# [Problem details]
Copy exactly the last part of the entries, starting from the line with "Drop a pin on the car" and including the final line.

# [Records from a dataset]
>> start
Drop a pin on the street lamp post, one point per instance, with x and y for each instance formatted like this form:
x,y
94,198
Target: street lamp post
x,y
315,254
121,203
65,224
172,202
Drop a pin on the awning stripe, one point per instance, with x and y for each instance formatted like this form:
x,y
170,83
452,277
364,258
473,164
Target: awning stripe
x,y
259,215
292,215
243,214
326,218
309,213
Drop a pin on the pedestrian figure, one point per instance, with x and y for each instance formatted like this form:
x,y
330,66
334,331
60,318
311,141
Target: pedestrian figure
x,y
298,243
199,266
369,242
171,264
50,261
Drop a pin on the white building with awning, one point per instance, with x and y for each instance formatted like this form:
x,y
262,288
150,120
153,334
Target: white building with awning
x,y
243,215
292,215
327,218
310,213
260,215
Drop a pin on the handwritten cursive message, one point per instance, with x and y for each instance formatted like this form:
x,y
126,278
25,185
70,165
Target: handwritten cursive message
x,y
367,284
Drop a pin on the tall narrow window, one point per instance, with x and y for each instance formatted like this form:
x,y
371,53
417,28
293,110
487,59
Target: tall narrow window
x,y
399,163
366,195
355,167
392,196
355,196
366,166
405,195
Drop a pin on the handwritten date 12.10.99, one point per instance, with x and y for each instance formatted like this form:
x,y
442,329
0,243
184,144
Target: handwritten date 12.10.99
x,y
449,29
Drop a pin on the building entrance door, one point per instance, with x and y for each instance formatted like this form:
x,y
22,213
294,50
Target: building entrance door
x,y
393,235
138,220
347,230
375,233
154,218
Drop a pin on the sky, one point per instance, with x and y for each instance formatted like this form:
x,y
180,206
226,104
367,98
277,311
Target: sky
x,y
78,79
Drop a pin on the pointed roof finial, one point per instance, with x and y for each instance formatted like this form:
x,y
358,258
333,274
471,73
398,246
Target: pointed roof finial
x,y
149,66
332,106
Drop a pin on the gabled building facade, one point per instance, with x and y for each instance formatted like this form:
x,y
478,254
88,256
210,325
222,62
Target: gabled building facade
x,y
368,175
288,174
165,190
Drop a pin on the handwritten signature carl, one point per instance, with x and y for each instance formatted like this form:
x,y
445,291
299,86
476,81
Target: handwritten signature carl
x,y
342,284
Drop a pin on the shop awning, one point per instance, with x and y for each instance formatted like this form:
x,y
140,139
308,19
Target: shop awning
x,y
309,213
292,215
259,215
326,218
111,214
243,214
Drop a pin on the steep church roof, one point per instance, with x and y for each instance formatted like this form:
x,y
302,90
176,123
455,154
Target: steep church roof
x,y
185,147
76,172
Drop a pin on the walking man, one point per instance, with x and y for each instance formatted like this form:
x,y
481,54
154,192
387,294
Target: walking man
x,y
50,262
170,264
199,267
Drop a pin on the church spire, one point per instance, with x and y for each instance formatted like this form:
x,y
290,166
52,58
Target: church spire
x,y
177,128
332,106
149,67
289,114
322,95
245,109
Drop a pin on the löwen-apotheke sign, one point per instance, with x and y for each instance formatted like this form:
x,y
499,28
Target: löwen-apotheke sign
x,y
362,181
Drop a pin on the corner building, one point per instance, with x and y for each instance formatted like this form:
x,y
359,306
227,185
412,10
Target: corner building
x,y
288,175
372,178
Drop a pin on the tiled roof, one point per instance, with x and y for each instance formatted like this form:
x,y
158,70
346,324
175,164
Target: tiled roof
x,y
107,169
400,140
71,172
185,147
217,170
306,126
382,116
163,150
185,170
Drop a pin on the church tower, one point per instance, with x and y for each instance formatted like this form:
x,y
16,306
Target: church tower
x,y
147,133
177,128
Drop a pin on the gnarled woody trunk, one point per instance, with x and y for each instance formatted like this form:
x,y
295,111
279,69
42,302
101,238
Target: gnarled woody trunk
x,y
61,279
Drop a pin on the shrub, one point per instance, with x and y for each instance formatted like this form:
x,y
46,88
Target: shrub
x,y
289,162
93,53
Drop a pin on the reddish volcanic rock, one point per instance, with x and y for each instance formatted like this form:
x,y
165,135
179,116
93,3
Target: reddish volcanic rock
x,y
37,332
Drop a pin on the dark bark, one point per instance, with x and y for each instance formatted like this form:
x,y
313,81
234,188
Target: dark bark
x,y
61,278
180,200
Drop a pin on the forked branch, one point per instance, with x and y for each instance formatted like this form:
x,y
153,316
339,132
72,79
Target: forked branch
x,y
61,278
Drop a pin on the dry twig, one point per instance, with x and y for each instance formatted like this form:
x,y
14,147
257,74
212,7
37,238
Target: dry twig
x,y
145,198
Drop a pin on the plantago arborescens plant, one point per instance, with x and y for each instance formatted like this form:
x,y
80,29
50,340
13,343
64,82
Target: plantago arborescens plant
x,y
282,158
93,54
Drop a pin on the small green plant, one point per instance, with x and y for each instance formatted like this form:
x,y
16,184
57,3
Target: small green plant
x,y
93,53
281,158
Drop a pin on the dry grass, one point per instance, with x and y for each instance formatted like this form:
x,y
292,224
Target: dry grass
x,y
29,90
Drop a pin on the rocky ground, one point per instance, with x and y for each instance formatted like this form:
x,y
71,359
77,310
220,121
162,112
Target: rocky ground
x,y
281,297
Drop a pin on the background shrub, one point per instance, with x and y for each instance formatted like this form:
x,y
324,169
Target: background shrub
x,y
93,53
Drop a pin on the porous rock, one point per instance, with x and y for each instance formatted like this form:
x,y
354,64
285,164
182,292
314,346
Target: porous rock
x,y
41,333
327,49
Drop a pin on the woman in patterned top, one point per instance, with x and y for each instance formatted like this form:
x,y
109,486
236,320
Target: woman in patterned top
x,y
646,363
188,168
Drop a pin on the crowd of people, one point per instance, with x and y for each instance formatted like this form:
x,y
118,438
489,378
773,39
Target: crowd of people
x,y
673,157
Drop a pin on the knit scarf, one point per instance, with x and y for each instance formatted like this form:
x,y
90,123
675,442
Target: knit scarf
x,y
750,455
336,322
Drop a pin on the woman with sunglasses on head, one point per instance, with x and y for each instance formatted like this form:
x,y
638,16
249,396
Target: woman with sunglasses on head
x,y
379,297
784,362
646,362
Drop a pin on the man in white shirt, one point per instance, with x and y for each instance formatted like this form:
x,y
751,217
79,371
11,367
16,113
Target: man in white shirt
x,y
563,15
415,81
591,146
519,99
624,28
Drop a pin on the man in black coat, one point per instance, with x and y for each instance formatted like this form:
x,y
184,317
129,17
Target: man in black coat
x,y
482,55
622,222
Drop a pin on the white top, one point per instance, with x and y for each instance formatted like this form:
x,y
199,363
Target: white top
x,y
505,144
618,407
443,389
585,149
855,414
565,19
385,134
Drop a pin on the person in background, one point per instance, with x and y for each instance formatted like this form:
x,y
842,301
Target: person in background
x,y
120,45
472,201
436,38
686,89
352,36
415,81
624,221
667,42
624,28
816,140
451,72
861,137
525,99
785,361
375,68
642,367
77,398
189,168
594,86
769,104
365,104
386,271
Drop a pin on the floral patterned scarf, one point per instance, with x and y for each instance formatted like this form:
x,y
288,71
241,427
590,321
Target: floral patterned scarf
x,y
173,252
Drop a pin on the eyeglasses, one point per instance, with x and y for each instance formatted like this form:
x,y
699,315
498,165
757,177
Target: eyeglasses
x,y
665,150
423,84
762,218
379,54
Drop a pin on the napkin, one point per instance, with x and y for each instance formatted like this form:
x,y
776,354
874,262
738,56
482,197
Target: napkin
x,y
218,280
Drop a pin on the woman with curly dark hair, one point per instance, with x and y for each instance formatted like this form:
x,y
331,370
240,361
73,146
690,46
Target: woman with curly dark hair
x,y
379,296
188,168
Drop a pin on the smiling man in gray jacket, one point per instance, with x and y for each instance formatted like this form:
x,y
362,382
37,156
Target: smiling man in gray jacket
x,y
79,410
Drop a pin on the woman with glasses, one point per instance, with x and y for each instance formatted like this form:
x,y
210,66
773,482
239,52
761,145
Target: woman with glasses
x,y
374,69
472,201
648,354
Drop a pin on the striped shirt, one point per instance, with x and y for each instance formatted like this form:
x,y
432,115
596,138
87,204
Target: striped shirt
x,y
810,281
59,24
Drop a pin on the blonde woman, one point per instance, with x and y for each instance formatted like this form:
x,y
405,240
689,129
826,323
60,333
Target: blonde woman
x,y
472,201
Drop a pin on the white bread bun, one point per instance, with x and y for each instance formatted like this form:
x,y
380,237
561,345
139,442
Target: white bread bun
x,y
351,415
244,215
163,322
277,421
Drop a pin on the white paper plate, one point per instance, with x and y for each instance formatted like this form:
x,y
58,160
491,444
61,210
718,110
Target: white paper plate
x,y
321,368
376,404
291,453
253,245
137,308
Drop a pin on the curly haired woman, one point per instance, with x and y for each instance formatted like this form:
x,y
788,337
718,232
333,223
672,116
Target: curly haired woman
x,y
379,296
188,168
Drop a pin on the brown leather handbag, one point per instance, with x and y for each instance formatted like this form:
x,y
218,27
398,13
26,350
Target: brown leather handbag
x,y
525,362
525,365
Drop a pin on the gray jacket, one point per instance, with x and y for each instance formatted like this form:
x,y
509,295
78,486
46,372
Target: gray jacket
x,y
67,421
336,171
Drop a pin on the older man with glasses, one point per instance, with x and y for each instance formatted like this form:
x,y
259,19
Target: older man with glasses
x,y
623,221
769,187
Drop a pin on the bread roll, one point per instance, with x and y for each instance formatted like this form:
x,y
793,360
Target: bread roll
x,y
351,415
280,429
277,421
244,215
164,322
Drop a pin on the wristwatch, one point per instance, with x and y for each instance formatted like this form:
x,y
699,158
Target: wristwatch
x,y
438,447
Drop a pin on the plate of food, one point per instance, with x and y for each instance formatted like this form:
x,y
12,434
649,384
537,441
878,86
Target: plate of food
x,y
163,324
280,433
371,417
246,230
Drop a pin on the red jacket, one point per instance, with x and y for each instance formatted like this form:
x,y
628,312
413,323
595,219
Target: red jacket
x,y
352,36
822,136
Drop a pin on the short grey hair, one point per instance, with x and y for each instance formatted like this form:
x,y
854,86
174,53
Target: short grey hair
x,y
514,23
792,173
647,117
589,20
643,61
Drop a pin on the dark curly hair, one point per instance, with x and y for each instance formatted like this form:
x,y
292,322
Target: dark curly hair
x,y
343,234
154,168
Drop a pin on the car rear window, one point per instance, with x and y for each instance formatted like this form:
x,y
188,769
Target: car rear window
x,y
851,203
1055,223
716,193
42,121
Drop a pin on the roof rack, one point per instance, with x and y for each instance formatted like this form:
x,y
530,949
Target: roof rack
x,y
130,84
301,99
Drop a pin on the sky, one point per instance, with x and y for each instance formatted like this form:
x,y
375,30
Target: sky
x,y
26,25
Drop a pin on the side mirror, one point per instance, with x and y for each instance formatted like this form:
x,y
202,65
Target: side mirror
>> end
# [Result]
Drop a pin on the car rear window, one point per instance, with x and y for each instance formatted like this form:
x,y
188,769
Target: car rear window
x,y
851,203
1055,223
716,193
42,121
Drop a pin on the roof rack, one point per instance, with x and y for each instance formatted like this form:
x,y
530,949
Target: roof rack
x,y
130,84
301,99
Drop a pin on the sky, one point per instance, with x and y for each instance formatted like this form:
x,y
375,30
Target: sky
x,y
26,25
Drop a pin on the side mirror, one point per instance, with x and y for each instance formatted like this form:
x,y
202,65
Target: side mirror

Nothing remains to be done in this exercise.